**Required work**
Reproduce the part of the listing below that begins at the line containing "of the firefighter's" and runs through the line containing "<point>423,157</point>", including both of those lines and changing nothing.

**Working data**
--
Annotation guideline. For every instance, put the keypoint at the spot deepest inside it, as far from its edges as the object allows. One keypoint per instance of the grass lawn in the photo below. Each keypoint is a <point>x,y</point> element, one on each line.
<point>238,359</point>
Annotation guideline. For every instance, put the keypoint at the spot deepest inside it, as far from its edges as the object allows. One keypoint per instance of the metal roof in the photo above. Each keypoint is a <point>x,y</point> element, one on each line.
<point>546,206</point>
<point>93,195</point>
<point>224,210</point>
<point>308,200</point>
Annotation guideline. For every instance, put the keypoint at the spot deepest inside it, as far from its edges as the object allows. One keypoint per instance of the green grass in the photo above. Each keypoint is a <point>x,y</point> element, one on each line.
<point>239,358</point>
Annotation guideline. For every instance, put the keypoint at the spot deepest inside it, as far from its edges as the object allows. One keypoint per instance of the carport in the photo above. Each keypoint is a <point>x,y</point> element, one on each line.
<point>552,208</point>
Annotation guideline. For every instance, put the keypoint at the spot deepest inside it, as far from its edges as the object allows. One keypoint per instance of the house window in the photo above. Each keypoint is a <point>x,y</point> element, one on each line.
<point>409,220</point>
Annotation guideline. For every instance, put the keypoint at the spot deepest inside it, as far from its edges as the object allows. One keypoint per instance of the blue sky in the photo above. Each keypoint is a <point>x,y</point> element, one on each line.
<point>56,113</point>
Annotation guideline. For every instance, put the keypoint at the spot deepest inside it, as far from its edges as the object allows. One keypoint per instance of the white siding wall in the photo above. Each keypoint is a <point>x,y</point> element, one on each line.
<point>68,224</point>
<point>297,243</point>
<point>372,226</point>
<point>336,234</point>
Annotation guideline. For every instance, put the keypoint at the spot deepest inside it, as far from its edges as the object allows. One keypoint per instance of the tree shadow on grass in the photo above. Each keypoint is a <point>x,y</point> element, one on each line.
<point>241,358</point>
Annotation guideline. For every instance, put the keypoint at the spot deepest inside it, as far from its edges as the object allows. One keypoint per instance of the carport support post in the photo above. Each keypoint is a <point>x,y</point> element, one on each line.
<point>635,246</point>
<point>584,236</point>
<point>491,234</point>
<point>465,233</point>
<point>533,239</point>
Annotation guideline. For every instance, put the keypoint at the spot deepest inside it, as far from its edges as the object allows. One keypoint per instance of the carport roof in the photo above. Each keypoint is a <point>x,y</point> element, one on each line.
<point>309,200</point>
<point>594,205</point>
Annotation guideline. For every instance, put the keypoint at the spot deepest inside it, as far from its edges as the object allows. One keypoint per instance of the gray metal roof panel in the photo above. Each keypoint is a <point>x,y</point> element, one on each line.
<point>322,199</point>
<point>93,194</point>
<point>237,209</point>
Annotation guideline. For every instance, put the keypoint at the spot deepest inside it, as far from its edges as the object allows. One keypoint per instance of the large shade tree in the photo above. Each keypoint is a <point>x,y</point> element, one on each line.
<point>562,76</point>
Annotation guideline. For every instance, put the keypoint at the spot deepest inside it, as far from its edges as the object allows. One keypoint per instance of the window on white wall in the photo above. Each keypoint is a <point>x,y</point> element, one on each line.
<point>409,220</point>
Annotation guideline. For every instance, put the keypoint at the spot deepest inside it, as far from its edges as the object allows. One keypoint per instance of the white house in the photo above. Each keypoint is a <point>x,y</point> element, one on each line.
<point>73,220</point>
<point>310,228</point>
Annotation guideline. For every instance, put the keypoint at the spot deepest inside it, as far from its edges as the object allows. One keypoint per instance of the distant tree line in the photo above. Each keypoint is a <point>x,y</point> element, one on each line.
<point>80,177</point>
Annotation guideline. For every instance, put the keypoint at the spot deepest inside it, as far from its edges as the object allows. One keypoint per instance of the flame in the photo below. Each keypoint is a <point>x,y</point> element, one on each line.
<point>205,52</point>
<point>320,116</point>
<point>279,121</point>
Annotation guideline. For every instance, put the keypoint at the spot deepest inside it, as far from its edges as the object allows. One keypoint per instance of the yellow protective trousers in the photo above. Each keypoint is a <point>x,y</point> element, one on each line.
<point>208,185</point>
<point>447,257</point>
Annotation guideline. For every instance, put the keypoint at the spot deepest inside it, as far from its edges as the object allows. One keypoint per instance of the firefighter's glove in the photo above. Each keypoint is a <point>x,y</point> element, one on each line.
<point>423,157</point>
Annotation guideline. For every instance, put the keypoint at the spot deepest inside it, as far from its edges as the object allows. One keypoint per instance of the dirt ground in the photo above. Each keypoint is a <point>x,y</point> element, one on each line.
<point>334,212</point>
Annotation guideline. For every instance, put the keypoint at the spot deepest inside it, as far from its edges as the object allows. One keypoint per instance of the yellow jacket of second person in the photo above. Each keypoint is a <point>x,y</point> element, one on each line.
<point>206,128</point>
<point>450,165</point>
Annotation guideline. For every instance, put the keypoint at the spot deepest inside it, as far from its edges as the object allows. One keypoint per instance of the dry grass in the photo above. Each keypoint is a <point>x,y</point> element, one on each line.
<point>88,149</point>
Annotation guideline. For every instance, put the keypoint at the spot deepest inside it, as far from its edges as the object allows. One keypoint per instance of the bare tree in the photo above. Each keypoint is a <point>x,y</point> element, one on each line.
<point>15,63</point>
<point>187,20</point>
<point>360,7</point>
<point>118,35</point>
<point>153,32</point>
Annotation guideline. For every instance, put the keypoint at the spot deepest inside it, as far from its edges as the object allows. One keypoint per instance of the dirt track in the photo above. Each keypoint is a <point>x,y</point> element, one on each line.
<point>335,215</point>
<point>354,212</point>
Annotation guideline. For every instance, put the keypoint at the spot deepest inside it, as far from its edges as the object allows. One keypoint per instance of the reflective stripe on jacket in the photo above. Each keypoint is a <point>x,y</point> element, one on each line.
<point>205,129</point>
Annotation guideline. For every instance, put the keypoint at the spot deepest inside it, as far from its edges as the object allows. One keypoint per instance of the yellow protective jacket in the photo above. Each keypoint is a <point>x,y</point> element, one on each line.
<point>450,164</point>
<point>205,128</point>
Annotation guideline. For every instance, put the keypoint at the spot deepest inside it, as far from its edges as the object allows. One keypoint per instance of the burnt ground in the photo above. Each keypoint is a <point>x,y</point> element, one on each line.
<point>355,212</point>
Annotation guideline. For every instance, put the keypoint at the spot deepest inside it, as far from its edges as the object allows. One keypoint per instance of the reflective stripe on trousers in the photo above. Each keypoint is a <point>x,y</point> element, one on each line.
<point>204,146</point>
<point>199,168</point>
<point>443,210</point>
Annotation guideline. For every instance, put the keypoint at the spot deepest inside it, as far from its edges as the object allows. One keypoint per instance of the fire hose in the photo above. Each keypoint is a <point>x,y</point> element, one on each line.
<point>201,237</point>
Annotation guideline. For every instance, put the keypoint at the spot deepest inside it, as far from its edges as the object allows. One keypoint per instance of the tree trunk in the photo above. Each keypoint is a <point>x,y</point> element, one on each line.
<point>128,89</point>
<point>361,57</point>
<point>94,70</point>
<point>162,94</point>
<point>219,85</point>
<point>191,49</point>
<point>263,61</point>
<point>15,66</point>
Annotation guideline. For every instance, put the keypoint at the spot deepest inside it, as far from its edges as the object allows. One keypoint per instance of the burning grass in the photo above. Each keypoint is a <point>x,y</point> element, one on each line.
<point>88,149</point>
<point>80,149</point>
--
**Correct answer**
Annotation guideline. For every instance, put the keypoint at the spot deepest inside it, as far from its edges as the object allows. One keypoint per instance of the firefighter's glove in the photo above. Each keypoint is a <point>x,y</point> element, one on each line.
<point>423,157</point>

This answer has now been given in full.